Problem: Pull out every line in the entries below that contains the word "trunk" and copy each one in full.

------------------------------------------------------------------------

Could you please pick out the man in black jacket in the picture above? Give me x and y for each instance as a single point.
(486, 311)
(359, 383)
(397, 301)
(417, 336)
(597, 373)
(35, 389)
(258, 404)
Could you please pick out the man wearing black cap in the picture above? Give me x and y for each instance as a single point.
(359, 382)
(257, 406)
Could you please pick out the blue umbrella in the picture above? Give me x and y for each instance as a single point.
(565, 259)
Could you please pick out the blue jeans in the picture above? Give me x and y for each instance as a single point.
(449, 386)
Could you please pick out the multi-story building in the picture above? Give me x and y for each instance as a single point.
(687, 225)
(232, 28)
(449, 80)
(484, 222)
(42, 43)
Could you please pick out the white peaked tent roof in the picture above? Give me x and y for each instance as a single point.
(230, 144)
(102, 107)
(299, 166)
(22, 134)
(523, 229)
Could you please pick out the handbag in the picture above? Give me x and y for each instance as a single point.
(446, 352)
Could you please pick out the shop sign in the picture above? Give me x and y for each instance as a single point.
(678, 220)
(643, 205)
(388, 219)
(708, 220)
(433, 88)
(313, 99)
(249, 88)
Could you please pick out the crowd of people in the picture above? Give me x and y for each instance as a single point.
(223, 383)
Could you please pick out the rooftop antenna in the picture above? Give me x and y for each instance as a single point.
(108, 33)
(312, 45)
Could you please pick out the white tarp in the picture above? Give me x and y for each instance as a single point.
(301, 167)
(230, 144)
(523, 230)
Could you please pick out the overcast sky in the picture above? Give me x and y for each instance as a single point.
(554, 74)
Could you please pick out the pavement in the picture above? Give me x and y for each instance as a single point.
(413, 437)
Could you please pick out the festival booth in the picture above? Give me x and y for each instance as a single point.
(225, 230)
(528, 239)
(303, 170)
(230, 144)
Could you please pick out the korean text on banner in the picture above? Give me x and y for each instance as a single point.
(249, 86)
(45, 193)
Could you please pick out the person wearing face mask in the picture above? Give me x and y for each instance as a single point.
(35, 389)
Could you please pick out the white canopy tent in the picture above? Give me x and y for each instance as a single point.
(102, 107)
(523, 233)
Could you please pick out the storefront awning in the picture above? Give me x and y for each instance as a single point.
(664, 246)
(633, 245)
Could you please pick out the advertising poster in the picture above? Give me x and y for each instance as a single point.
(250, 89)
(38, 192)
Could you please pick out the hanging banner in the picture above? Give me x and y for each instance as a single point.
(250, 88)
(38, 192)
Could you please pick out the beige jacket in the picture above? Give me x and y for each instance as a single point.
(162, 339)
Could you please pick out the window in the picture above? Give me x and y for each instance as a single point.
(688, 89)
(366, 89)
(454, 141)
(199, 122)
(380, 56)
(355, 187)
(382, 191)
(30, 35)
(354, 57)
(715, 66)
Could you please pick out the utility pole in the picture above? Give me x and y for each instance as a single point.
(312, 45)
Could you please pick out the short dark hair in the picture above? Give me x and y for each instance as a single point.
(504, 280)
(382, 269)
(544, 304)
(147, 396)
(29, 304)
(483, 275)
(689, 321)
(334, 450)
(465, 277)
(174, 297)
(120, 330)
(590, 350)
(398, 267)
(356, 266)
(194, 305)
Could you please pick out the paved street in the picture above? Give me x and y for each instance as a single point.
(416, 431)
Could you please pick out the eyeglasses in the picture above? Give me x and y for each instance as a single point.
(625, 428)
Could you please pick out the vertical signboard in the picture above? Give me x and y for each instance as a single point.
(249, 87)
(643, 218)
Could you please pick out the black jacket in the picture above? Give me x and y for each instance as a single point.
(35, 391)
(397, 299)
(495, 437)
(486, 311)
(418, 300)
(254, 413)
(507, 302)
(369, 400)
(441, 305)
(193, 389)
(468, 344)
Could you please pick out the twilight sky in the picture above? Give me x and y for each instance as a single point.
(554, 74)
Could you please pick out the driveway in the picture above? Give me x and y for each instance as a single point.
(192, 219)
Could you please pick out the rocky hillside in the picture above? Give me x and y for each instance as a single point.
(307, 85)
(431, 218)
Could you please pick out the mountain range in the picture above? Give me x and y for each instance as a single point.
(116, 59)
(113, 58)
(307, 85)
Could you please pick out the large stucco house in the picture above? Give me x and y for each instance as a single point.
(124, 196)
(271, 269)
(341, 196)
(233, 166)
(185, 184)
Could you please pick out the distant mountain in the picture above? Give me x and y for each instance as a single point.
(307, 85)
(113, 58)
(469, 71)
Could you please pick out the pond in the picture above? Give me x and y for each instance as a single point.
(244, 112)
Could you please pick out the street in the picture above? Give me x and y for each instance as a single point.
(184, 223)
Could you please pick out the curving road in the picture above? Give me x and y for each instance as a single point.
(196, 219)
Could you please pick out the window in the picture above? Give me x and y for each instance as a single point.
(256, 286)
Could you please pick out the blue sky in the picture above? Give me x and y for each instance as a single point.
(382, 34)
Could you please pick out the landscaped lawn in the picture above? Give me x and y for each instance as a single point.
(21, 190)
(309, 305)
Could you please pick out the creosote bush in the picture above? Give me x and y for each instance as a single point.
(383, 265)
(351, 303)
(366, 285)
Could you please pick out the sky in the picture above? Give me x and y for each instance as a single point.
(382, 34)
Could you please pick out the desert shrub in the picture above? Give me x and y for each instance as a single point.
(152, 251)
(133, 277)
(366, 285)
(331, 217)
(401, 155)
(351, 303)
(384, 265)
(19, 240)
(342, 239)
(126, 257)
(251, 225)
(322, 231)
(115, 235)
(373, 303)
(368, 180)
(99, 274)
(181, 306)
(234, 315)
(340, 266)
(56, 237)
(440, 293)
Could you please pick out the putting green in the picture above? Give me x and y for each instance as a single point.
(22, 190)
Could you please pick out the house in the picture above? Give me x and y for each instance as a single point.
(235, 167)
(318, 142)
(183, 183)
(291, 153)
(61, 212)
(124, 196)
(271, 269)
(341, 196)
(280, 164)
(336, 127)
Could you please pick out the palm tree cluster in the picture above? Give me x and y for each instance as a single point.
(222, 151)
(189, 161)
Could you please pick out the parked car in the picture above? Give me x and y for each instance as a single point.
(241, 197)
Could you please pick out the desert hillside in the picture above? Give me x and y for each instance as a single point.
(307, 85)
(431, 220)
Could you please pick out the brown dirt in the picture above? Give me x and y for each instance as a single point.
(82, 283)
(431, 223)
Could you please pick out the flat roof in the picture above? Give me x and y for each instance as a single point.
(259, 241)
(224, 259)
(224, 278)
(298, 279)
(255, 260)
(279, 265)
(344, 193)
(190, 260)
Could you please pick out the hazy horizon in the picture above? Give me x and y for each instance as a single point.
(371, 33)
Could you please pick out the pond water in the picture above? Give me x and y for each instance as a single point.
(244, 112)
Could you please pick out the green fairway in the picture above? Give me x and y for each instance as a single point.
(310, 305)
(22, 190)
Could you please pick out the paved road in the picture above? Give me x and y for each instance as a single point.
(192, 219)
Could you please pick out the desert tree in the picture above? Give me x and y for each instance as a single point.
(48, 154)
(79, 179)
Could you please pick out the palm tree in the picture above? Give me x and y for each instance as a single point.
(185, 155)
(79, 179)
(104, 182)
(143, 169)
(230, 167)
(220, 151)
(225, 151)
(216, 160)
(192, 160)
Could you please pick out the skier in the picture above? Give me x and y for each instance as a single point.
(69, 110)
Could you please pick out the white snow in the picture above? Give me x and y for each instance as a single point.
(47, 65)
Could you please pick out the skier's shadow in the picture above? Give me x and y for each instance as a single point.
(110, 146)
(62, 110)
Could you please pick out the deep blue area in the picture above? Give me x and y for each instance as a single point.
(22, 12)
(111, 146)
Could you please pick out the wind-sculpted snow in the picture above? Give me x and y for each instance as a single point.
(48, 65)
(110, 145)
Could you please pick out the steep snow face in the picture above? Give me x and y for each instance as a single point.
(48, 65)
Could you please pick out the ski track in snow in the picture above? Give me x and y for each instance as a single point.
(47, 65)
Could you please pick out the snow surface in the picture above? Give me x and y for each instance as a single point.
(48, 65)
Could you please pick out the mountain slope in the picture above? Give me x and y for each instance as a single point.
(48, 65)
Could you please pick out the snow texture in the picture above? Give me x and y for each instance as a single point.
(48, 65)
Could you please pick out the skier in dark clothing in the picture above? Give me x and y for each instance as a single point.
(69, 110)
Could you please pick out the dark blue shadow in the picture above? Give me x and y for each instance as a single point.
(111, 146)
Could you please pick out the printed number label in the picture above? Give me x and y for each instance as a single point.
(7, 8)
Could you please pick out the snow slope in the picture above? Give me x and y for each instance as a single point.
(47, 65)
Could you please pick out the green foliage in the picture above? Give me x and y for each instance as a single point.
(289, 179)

------------------------------------------------------------------------

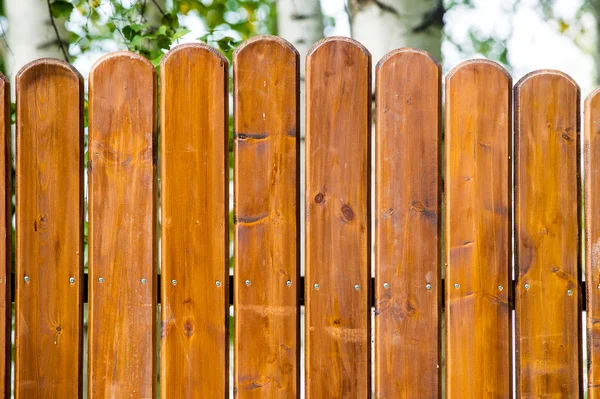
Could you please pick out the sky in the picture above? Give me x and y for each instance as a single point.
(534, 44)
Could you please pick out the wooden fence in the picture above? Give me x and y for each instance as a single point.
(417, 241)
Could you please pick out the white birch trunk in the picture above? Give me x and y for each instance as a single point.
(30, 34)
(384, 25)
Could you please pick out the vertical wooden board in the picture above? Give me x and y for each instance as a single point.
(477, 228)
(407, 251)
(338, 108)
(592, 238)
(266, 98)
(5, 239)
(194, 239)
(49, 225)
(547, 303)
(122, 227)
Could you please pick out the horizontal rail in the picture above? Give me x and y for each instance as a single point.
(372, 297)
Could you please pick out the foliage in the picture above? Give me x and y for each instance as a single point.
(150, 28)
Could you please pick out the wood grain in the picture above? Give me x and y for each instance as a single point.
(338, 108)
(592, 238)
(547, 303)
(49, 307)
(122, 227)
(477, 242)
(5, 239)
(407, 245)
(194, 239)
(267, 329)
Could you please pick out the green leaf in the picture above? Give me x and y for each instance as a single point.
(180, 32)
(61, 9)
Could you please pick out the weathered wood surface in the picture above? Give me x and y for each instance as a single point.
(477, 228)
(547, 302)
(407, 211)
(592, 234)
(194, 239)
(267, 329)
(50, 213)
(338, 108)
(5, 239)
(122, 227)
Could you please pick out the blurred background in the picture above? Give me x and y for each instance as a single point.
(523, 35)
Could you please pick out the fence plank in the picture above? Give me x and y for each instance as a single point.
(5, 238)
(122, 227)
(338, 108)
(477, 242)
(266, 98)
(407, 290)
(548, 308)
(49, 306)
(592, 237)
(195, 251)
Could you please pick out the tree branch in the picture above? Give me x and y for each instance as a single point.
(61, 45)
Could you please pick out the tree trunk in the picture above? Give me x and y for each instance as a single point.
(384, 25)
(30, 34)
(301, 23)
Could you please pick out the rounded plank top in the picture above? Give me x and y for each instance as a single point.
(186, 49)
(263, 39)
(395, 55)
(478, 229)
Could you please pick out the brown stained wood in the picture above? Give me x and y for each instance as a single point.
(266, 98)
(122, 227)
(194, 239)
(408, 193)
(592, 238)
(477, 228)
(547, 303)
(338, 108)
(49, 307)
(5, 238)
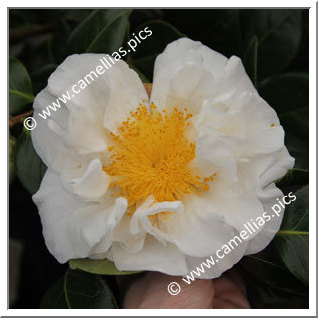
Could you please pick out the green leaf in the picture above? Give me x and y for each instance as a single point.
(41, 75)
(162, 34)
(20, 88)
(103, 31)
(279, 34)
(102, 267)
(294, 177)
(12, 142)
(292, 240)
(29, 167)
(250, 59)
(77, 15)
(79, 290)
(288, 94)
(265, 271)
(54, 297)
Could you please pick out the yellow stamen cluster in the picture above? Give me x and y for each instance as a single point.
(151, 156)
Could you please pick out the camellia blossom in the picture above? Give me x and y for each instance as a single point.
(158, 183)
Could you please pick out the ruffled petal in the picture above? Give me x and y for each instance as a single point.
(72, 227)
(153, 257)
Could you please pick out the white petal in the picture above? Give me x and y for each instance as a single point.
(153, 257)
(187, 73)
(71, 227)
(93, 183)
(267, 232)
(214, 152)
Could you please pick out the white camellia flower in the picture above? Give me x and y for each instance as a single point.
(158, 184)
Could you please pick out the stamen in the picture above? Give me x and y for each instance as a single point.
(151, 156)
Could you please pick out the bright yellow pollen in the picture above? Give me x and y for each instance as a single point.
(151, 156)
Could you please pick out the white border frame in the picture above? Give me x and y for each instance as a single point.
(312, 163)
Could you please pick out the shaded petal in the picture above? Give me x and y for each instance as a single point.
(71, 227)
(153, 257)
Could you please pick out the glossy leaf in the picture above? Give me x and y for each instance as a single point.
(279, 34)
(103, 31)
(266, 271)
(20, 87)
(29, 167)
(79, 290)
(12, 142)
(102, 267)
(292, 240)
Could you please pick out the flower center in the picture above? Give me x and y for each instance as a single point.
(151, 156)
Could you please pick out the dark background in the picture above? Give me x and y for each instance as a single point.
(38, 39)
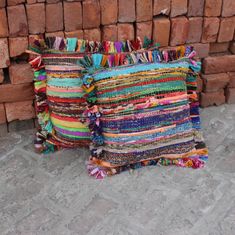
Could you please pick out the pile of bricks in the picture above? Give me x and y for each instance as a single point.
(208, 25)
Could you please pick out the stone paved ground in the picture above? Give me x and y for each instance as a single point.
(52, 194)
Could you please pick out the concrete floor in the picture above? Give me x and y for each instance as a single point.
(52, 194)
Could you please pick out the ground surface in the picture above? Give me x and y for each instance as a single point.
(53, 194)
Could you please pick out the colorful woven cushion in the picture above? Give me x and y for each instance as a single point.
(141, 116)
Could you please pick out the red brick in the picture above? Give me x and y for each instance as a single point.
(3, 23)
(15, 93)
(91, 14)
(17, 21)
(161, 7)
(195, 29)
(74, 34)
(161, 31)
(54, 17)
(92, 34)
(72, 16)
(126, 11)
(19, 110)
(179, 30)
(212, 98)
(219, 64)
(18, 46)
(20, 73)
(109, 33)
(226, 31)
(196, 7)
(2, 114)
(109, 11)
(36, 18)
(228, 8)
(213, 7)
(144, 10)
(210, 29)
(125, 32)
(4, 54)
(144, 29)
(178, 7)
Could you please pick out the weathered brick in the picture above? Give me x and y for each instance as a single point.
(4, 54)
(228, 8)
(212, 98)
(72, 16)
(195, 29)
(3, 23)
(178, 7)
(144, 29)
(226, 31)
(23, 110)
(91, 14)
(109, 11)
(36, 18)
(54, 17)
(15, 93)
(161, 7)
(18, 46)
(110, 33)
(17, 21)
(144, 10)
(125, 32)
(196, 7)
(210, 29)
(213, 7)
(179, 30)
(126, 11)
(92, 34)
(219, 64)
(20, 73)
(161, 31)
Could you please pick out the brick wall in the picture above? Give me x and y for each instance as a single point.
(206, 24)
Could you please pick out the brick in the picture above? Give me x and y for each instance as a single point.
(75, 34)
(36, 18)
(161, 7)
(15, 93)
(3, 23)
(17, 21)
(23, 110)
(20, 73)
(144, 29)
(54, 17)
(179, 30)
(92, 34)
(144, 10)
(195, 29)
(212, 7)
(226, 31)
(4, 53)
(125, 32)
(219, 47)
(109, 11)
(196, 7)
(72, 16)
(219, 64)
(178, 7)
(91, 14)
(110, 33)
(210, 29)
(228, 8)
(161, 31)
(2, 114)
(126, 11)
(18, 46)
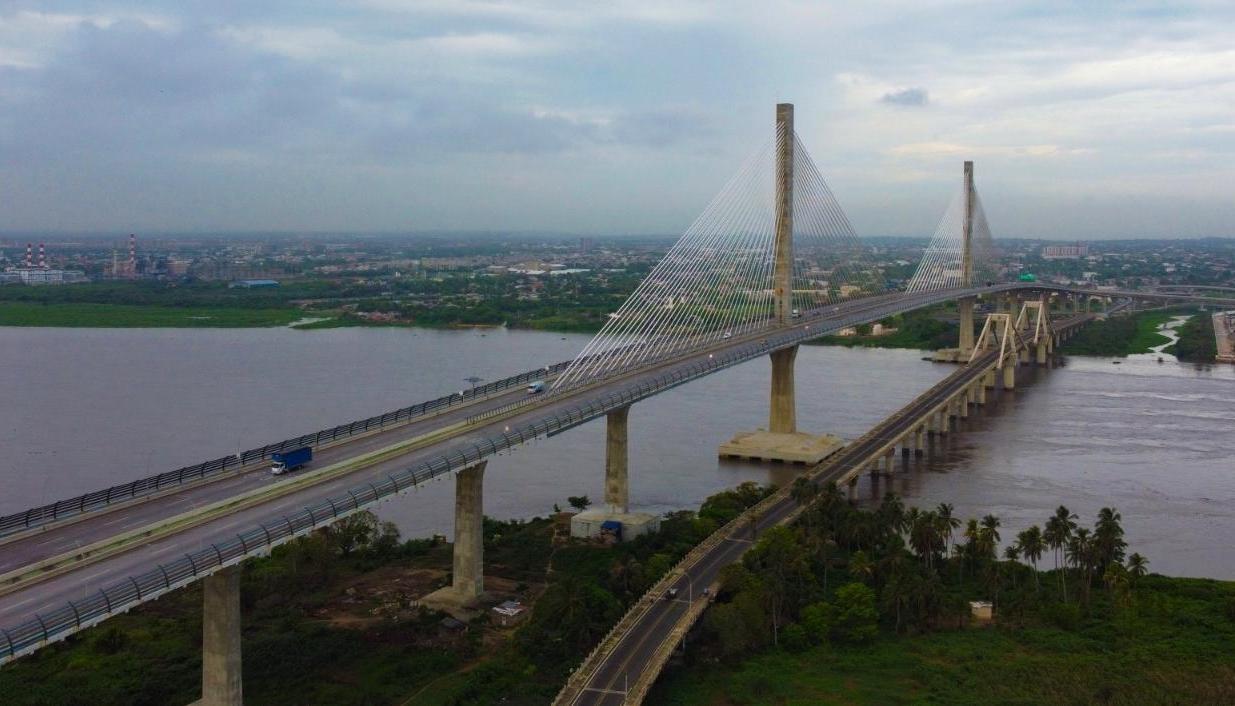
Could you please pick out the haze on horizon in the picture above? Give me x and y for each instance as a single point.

------------------------------------------------------------------------

Completed exercise:
Could you please pick out the white birch trunk in the picture above? Give me x and y for each instance as a single point.
Could you please pick out the tree trunk in the picture above? Give me x and y for each instance as a single point.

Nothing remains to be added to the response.